__Short exercise__: Pick out each row below that contains the word "sleeve" and copy those lines in full.

#####

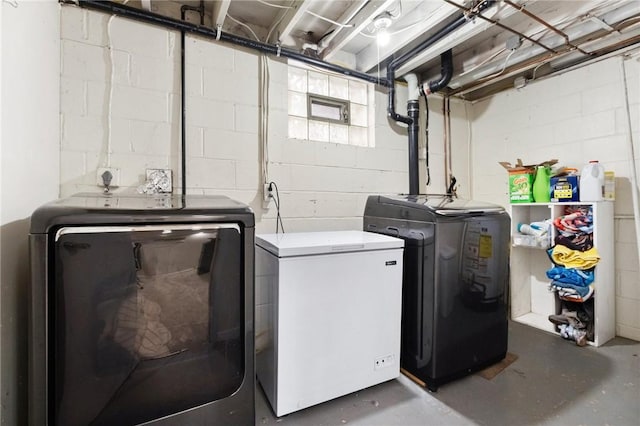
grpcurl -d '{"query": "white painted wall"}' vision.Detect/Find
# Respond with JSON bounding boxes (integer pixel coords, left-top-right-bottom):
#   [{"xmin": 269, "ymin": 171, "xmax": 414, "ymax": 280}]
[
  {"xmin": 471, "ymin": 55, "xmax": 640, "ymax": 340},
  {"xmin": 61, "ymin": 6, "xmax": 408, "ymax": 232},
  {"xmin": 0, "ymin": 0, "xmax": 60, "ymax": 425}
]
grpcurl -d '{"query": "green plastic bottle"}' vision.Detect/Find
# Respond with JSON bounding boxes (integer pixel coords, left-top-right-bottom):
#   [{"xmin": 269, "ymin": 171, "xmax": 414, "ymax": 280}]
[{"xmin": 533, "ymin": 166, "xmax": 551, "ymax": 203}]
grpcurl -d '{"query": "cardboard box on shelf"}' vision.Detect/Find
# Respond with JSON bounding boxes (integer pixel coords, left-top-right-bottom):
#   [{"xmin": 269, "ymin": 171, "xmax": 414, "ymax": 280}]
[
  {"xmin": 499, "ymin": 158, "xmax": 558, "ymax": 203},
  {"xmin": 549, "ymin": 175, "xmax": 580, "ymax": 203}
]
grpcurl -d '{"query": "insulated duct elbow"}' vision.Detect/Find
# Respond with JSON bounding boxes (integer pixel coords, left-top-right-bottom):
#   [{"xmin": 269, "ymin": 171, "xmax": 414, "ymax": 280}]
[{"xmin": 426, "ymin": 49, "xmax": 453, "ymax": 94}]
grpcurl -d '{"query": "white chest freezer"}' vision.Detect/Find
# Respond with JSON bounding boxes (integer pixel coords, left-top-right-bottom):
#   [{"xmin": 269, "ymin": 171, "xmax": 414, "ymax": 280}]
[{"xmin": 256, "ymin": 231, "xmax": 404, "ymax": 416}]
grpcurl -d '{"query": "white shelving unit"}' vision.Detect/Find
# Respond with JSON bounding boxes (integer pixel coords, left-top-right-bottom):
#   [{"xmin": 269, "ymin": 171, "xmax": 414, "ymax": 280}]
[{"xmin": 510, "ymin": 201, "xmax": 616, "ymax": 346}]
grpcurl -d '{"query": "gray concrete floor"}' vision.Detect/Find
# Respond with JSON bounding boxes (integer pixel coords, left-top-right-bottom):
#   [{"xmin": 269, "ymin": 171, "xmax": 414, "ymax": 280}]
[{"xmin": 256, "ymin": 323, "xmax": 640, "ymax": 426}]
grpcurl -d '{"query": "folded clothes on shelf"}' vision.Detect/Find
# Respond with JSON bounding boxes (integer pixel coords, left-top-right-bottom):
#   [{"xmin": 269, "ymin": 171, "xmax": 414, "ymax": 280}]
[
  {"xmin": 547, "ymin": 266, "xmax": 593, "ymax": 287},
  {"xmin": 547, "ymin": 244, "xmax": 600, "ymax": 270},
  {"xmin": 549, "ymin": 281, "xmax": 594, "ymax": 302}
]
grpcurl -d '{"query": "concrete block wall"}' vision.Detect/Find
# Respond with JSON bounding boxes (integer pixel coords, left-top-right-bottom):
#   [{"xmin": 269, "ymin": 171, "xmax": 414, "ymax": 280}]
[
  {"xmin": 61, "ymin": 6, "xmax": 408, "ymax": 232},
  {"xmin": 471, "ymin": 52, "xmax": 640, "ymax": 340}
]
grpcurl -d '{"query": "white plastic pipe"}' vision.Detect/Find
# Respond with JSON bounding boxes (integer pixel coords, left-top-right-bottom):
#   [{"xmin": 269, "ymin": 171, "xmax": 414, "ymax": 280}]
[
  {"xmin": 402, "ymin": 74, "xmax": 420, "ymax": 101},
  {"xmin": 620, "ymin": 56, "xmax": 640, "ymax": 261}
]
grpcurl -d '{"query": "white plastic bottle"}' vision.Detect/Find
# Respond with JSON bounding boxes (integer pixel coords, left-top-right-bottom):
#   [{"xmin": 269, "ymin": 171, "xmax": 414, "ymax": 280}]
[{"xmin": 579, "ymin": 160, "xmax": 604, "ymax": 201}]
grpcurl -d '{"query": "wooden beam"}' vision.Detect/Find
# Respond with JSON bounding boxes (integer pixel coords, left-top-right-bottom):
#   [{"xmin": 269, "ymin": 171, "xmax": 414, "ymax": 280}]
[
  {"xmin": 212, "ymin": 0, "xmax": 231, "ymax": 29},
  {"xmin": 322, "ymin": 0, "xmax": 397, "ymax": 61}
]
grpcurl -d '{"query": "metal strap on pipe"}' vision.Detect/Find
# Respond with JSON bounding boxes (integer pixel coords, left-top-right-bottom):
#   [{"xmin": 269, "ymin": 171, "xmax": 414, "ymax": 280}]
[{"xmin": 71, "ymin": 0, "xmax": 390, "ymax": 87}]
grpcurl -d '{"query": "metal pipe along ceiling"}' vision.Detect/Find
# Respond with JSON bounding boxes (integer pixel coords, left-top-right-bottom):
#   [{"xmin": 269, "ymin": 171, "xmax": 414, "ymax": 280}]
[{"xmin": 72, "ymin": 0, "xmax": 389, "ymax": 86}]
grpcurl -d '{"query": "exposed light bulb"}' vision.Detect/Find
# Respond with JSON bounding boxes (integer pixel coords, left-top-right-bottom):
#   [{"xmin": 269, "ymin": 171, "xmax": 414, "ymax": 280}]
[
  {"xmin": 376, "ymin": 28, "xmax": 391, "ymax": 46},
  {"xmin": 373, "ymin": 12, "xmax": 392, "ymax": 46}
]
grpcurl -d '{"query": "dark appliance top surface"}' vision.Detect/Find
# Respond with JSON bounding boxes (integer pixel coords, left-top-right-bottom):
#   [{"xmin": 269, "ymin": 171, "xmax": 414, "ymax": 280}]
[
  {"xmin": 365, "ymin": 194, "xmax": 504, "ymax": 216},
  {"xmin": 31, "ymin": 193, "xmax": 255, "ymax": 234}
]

#####

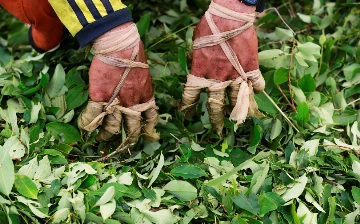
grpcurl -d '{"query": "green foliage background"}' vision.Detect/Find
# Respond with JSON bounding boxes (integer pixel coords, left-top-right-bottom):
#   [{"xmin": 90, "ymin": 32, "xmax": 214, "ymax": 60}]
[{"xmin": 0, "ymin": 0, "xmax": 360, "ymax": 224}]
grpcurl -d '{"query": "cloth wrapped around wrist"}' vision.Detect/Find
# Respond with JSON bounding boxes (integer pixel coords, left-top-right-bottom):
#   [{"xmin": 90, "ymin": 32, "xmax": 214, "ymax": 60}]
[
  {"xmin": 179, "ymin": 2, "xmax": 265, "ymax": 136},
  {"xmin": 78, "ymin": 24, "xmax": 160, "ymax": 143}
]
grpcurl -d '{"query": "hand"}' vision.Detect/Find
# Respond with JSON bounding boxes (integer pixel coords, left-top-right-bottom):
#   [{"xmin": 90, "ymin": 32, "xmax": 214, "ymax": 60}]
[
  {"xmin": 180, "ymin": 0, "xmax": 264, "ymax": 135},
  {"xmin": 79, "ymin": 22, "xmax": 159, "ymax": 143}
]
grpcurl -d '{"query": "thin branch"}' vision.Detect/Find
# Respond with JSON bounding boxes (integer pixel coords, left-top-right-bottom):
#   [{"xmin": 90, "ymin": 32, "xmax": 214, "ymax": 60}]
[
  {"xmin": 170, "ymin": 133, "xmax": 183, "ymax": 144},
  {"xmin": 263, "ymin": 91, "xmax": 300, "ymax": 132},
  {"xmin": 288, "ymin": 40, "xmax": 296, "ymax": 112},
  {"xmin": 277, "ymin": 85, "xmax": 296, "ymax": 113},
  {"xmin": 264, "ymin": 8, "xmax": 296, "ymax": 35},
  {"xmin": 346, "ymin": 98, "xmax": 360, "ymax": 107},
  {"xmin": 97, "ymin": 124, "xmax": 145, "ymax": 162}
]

#####

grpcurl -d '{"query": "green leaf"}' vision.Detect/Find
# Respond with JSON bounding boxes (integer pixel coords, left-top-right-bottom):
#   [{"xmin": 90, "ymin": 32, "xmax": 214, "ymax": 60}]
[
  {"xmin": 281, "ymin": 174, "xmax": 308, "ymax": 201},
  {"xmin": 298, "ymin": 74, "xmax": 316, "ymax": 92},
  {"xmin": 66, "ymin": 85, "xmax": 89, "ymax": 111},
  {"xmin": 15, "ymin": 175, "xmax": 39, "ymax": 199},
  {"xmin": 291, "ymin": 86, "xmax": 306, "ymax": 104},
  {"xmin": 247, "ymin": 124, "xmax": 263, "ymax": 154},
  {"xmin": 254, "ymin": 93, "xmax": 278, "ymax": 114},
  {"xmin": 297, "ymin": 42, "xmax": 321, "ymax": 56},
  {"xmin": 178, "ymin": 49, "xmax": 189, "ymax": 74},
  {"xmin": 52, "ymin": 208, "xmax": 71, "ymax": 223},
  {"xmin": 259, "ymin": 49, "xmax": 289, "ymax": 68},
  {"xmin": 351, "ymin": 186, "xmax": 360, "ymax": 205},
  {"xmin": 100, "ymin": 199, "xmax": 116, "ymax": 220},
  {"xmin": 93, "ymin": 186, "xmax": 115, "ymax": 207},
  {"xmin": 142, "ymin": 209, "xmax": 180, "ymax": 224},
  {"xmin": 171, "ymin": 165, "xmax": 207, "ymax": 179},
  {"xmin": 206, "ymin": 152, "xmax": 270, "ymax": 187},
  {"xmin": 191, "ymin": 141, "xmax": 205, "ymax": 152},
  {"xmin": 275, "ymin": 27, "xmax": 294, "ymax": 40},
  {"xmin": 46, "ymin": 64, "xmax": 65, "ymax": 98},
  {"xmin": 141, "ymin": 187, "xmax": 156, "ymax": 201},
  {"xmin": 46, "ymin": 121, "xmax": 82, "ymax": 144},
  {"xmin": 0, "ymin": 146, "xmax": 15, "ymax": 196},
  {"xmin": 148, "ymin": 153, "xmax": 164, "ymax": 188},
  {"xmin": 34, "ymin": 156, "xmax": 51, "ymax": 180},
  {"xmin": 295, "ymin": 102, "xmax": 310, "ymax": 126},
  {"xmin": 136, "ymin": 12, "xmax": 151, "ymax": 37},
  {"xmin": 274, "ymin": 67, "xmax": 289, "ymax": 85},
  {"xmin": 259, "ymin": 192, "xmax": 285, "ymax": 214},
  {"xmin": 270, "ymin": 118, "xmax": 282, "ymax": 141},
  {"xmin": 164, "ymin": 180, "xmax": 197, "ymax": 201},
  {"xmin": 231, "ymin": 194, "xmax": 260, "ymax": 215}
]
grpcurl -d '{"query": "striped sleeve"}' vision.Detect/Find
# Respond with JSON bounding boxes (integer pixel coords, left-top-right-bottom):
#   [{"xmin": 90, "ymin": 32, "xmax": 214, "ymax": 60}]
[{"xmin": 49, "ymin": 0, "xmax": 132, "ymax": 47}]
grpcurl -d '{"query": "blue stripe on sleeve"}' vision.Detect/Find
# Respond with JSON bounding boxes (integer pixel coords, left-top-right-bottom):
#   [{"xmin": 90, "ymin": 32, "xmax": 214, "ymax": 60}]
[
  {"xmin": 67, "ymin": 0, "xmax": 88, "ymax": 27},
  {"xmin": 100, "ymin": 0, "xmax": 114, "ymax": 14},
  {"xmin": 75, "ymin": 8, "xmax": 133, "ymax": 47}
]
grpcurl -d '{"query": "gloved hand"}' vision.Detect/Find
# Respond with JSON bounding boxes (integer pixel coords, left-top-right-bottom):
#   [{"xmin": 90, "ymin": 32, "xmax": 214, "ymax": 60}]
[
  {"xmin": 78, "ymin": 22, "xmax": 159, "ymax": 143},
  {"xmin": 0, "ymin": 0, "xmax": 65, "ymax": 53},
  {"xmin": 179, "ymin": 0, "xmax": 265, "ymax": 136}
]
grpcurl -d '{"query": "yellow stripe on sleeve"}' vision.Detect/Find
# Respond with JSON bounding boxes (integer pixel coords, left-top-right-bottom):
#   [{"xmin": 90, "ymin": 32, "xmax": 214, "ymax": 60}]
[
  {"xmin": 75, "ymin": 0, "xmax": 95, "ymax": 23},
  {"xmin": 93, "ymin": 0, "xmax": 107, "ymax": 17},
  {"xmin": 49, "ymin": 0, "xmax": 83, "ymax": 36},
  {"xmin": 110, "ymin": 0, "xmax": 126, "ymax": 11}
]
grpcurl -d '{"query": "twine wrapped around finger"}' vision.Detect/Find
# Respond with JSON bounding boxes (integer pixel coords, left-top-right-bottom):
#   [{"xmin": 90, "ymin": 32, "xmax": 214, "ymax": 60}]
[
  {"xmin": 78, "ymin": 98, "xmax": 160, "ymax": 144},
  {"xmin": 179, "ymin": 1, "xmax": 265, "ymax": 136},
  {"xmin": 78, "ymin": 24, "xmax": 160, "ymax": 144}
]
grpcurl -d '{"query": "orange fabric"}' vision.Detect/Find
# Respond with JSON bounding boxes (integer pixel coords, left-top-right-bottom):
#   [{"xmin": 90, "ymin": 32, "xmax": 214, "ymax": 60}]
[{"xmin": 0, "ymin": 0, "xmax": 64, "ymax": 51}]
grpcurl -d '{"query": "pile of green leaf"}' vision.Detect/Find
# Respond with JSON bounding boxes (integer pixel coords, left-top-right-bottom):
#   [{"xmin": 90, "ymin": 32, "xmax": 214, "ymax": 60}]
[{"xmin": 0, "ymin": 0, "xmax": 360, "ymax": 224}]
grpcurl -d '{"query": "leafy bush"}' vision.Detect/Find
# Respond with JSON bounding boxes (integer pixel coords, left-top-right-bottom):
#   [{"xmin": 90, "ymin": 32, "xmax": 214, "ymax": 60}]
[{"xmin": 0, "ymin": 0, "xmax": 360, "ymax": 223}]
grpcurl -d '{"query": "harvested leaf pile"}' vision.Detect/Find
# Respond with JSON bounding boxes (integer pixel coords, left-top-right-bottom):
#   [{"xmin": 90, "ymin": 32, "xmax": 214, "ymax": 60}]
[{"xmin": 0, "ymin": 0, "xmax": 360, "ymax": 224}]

#####

__Solution__:
grpcurl -d '{"query": "striped sleeve"}' vision.Detect/Find
grpcurl -d '{"query": "blue stripe on sleeve"}' vision.Detect/Find
grpcurl -d '{"query": "yellow stripe on sleeve"}' vision.Detect/Find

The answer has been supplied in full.